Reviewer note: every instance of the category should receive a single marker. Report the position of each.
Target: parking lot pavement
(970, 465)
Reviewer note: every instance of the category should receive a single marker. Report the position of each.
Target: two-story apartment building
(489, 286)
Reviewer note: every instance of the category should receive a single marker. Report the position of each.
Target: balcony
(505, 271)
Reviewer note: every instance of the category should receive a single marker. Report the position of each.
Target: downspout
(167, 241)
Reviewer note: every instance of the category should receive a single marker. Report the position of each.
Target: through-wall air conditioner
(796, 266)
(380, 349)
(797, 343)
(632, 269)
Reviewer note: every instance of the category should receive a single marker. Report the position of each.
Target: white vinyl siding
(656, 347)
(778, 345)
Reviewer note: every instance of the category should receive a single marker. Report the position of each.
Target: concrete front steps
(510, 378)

────

WHAT IS NEEDED —
Render the records above as a single numbered list, leaving out any blank lines.

RESPONSE TO THE EXERCISE —
1. Reviewer note: every instance of the category should receive a single marker. Report the position of each.
2. Target: parking lot pavement
3. (970, 465)
4. Reviewer note: every instance of the category should receive a single marker. Report the position of each.
5. Target: two-story apartment building
6. (489, 286)
7. Reviewer note: every instance of the category should receive a single marker. Report the position of each.
8. Target: balcony
9. (505, 271)
10. Reviewer note: every instance of the category should receive a single marker. Report the position of each.
11. Target: downspout
12. (167, 241)
13. Reviewer note: every instance of the category should receive a single marker. Report the position of each.
14. Target: through-wall air conditioner
15. (796, 266)
16. (380, 349)
17. (797, 343)
18. (632, 269)
19. Reviewer note: every instance of the category should receive a single marker. Report the position of each.
20. Target: white vinyl siding
21. (656, 347)
22. (778, 345)
23. Reviewer note: every instance of the category should receive a single marker. Report the position of each.
24. Target: concrete front steps
25. (510, 378)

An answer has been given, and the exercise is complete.